Text passage Start Marker

The frequency of nosocomial fungal infections has risen over the past few decades. The most significant fungal pathogens are the Candida sp., including the emerging pathogen C.auris which has an alarming multi-drug resistance profile, with isolates resistant to all four class of antifungals used in the clinic. There is a pressing need for new broad antifungals as well as antifungals targeted to emerging pathogens like C.auris.
Understanding of the mechanisms of drug resistance in C.auris is limited, but it is evident that effectiveness of screening for novel antimicrobials is restricted by drug resistance mechanisms, including activity of multi-drug resistance pumps. Improving the understanding of how these pumps impact on current drugs would be valuable in predicting resistance in clinical isolates. They also impact on screening for new drugs, because many compounds which may have a modest biocidal effect, but could be useful as lead compounds in structure activity relationship studies, slip through the net as they are pumped out of the cells before they can exert an effect. S.cerevisiae strains harbouring mutations in the genes encoding the Pdr1 and Pdr3 pleiotropic drug-resistance transcription factors and a gene involved in the biosynthesis of the sterol component of yeast membranes, feature a combination of increased membrane fluidity and compromised drug efflux, significantly increasing intracellular concentration of drugs, enhancing their activity. We aim to generate the same genetic background in C.auris. Development of the C.auris molecular genetic toolkit that enables manipulation of its genome is in its infancy. However, the genome sequence for this fungal pathogen is available as is a marker gene that permits selection of transformants. We will characterise the resistance phenotype, more specifically our manipulation of the ergosterol pathway should affect membrane fluidity; we will assess this by fluorescence polarization and HRMAS NMR metabolomics. At the same time we will use this drug sensitive C.auris strain to screen chemical libraries. Subsequently, the Galleria mellonella invertebrate model of systemic candidiasis will be employed to explore the impact of drugs that emerge from such screens.

Text passage End Marker
Stored data Start Marker

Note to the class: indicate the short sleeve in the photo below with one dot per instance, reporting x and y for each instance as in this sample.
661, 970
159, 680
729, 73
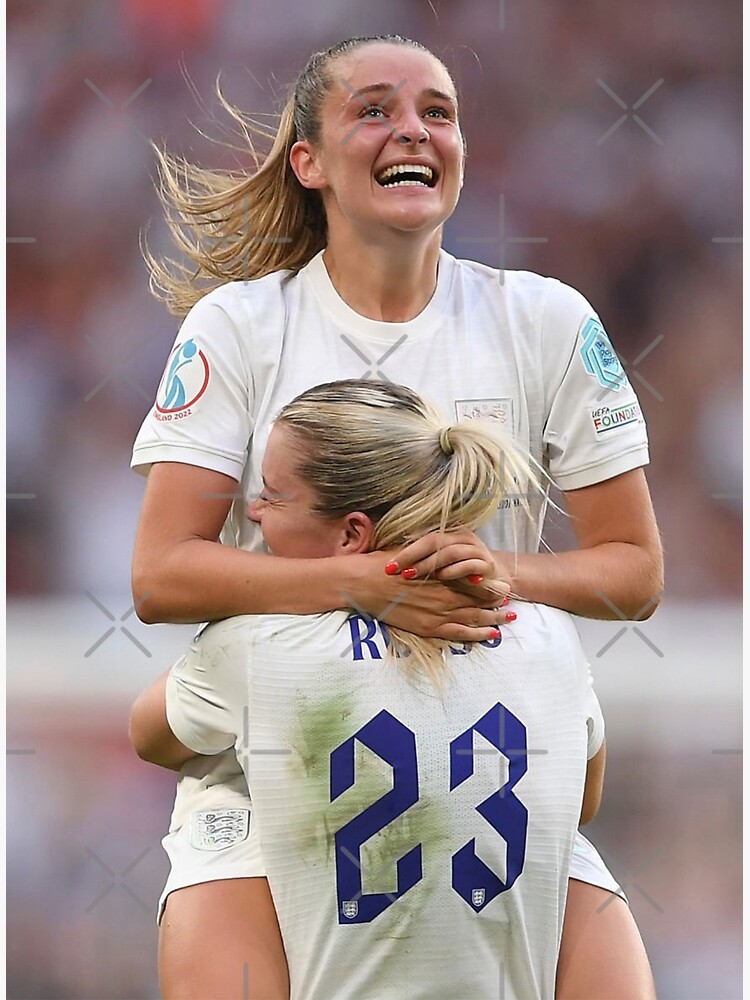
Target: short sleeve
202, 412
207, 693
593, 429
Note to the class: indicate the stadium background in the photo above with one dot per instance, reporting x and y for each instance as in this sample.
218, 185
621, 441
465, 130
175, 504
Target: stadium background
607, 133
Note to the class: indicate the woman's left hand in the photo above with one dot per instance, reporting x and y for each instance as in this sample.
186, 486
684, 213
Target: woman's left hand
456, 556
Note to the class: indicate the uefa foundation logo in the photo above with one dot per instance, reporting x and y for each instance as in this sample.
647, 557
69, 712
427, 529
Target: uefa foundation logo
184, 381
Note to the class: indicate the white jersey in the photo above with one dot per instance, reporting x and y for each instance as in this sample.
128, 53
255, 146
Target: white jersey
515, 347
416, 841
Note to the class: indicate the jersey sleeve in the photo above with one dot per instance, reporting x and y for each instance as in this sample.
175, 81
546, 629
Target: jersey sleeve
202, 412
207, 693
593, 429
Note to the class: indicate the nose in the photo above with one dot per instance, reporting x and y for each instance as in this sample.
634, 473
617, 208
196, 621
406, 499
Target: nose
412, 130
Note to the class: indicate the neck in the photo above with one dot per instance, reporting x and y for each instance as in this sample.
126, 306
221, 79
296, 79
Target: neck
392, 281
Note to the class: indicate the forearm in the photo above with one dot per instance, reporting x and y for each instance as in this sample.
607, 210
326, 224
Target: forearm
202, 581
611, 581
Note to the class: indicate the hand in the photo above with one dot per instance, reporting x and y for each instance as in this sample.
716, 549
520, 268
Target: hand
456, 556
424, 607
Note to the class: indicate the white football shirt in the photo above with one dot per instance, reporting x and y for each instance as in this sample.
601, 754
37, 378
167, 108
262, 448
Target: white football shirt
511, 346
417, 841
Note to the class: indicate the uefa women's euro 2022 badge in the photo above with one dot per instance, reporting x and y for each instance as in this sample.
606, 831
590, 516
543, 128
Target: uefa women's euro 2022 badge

Stored data End Marker
Stored data Start Marker

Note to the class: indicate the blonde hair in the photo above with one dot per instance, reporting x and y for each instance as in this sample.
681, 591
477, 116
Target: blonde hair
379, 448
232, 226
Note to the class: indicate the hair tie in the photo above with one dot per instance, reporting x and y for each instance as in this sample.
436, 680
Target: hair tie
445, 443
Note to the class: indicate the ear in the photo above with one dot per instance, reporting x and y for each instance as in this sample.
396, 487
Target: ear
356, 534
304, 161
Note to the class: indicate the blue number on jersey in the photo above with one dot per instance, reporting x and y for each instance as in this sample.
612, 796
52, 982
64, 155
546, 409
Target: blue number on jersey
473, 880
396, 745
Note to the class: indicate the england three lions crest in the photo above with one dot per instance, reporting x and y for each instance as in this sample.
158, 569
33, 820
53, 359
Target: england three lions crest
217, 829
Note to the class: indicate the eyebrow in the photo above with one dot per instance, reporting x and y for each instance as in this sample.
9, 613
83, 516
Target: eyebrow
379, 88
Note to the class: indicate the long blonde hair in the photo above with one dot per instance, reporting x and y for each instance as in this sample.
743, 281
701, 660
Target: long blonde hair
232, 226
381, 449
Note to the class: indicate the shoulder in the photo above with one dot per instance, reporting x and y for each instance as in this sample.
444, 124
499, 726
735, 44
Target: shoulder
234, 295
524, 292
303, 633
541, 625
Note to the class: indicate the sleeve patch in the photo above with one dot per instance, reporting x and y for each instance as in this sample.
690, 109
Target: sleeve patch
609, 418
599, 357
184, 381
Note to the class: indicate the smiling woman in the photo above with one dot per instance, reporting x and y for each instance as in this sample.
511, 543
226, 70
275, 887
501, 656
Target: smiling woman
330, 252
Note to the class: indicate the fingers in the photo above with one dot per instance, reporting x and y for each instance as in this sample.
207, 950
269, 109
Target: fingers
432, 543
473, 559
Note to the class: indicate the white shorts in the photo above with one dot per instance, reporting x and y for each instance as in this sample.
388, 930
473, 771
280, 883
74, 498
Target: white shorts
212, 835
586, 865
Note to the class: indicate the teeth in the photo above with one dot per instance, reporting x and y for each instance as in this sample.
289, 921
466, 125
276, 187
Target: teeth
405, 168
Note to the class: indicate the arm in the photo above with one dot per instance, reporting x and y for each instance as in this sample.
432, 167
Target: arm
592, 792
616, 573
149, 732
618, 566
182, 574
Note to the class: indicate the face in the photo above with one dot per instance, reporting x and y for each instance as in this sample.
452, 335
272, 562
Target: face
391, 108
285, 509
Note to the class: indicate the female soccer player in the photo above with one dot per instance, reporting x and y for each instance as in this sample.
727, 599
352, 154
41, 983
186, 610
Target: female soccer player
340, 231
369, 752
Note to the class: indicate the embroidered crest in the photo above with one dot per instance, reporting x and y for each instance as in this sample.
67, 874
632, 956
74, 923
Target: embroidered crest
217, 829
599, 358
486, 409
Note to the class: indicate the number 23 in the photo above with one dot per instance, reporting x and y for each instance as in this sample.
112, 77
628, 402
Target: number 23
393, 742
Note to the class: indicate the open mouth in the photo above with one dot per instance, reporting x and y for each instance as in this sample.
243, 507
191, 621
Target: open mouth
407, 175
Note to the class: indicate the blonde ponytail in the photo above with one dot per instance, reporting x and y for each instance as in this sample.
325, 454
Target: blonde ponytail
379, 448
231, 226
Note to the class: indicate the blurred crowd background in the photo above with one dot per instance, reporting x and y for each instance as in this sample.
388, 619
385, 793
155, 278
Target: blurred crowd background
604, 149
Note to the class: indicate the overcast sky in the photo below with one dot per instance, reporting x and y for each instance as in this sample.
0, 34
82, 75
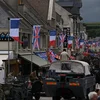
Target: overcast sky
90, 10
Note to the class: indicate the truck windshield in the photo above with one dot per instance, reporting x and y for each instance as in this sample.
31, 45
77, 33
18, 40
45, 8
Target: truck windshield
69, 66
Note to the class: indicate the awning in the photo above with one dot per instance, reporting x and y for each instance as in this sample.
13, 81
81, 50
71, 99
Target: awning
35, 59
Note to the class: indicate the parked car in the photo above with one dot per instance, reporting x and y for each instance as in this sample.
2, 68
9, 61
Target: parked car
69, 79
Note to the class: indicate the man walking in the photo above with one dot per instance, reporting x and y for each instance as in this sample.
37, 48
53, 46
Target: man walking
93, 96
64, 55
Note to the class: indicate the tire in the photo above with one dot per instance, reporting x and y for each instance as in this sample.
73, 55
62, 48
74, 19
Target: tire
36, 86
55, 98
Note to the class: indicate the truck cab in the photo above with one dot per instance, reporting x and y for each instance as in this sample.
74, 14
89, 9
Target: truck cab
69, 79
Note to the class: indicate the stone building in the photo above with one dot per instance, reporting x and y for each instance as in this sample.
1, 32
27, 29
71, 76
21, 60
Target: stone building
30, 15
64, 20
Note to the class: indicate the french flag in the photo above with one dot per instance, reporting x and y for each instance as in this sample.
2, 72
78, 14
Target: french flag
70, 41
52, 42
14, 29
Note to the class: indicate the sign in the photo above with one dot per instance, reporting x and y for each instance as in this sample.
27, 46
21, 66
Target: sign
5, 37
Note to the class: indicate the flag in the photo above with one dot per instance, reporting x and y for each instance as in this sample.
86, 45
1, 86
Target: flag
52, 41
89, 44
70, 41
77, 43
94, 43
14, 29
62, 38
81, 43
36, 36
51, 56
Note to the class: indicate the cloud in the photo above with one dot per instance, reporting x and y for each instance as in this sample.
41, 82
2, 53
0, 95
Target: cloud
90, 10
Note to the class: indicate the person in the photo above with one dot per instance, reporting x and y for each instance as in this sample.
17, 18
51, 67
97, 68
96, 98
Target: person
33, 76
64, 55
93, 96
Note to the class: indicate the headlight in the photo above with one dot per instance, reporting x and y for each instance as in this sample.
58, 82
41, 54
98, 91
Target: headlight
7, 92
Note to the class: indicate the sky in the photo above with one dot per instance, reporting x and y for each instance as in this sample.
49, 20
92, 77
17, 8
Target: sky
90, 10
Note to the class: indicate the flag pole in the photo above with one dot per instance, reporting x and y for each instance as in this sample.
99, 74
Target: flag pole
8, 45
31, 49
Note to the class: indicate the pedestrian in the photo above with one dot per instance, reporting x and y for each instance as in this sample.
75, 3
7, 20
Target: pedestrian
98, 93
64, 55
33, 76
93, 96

Stored data End Marker
Stored data Start Marker

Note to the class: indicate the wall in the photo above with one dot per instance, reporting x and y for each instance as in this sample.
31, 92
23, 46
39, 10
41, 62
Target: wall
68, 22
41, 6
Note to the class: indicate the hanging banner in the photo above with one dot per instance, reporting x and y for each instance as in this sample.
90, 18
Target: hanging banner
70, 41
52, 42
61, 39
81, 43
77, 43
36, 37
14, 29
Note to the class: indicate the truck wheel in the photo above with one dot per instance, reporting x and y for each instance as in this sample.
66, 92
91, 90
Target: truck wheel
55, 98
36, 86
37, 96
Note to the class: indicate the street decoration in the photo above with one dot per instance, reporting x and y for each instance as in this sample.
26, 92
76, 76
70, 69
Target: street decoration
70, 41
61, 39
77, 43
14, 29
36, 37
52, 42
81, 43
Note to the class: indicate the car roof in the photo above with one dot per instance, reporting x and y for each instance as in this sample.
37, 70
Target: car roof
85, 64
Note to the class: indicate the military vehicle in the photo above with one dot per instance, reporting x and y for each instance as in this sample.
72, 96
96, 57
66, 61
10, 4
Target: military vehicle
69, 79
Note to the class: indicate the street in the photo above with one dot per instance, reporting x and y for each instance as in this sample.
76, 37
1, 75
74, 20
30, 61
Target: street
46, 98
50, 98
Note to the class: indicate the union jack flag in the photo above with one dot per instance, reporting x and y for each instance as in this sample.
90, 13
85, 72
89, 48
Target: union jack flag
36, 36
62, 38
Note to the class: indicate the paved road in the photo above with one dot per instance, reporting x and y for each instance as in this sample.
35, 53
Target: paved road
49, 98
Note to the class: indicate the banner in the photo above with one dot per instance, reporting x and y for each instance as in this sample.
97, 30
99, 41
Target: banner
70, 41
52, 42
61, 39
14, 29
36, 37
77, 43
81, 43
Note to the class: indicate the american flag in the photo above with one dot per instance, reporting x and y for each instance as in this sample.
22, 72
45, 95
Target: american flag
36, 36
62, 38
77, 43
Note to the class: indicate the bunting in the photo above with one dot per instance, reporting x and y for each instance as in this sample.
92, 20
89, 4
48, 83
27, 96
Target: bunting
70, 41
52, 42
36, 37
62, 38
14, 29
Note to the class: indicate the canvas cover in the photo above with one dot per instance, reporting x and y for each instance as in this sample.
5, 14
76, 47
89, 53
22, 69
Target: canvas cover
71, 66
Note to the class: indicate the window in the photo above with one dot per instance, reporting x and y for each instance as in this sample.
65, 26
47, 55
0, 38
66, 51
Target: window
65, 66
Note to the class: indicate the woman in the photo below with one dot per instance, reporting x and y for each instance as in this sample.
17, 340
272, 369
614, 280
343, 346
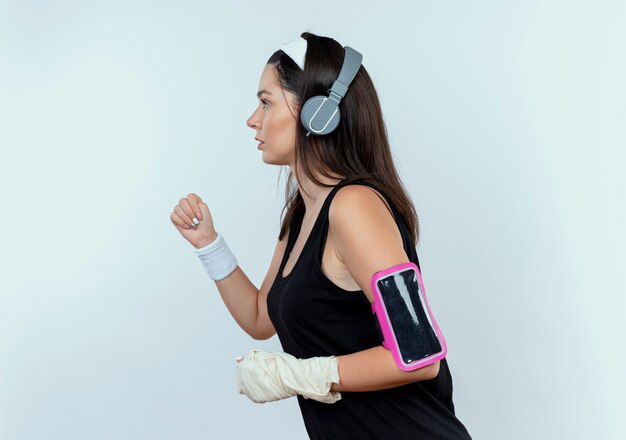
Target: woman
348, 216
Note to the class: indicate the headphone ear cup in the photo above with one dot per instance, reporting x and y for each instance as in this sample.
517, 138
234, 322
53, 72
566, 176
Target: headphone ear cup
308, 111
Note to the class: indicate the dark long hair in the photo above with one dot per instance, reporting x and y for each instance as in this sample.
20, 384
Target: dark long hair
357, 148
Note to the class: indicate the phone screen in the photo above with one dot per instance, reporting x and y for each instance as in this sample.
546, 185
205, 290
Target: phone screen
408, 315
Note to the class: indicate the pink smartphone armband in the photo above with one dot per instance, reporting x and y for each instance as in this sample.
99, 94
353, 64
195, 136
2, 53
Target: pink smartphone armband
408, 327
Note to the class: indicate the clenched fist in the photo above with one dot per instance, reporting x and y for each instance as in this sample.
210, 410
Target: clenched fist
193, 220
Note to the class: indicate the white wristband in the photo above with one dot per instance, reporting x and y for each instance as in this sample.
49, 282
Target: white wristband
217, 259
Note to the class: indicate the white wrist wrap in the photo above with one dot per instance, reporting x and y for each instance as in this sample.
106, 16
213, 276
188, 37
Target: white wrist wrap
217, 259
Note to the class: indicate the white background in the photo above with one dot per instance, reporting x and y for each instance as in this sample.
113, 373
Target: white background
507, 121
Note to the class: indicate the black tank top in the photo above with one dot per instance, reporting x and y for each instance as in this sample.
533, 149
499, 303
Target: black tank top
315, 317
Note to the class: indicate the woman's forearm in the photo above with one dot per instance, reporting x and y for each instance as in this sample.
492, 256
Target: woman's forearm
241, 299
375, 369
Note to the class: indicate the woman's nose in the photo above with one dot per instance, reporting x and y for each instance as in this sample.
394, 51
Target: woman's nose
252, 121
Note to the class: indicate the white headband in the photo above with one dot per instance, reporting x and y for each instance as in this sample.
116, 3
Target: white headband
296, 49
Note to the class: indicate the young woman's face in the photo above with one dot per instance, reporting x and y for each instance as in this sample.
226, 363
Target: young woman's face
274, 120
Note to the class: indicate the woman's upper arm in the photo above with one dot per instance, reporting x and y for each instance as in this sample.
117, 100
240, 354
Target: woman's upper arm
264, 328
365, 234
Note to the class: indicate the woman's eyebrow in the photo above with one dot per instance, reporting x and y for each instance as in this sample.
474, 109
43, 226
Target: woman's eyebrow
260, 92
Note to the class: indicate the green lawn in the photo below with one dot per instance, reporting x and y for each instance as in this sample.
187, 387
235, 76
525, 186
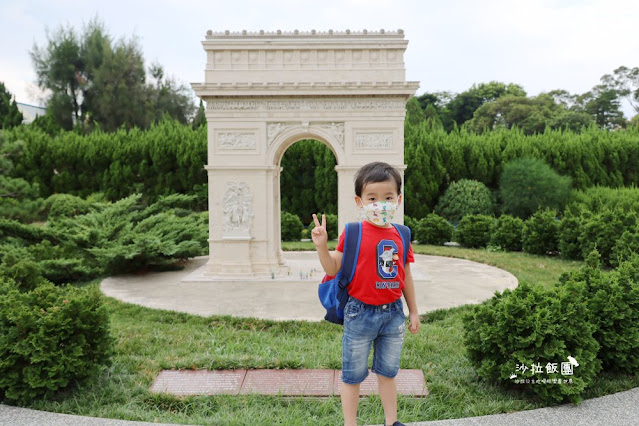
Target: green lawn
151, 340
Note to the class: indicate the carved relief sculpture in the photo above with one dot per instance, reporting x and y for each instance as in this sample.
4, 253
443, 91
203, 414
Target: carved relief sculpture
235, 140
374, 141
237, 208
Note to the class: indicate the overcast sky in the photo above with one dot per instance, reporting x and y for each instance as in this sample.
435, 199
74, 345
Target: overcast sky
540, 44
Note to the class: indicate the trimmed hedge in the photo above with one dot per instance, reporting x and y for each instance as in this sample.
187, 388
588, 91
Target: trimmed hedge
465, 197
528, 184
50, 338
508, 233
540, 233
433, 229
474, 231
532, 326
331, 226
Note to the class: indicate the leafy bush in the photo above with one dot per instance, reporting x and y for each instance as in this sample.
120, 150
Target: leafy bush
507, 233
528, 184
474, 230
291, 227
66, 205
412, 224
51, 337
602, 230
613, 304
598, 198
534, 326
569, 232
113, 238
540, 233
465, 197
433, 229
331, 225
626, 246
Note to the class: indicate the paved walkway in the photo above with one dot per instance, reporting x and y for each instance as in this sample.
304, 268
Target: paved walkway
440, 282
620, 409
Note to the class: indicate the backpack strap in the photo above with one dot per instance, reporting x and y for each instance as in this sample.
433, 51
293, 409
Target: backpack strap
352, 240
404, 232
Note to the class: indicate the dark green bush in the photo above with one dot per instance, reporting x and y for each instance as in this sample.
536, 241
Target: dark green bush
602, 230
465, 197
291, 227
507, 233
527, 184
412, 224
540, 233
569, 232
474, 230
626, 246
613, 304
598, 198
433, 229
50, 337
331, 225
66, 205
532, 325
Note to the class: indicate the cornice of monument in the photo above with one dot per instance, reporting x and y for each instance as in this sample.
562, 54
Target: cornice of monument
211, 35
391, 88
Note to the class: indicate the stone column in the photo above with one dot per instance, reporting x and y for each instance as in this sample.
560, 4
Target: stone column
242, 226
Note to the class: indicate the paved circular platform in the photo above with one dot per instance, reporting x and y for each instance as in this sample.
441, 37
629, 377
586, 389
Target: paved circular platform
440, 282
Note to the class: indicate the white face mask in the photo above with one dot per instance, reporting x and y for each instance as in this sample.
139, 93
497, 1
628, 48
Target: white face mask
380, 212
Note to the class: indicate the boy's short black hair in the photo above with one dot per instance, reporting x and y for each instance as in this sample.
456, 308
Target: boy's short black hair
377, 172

Stored data End Marker

- Task to carry out -
Transcribe the part of the passage on drug resistance in C.auris that starts at "The frequency of" and ends at "pathogens like C.auris.". The material is not required for what follows.

- Written response -
The frequency of nosocomial fungal infections has risen over the past few decades. The most significant fungal pathogens are the Candida sp., including the emerging pathogen C.auris which has an alarming multi-drug resistance profile, with isolates resistant to all four class of antifungals used in the clinic. There is a pressing need for new broad antifungals as well as antifungals targeted to emerging pathogens like C.auris.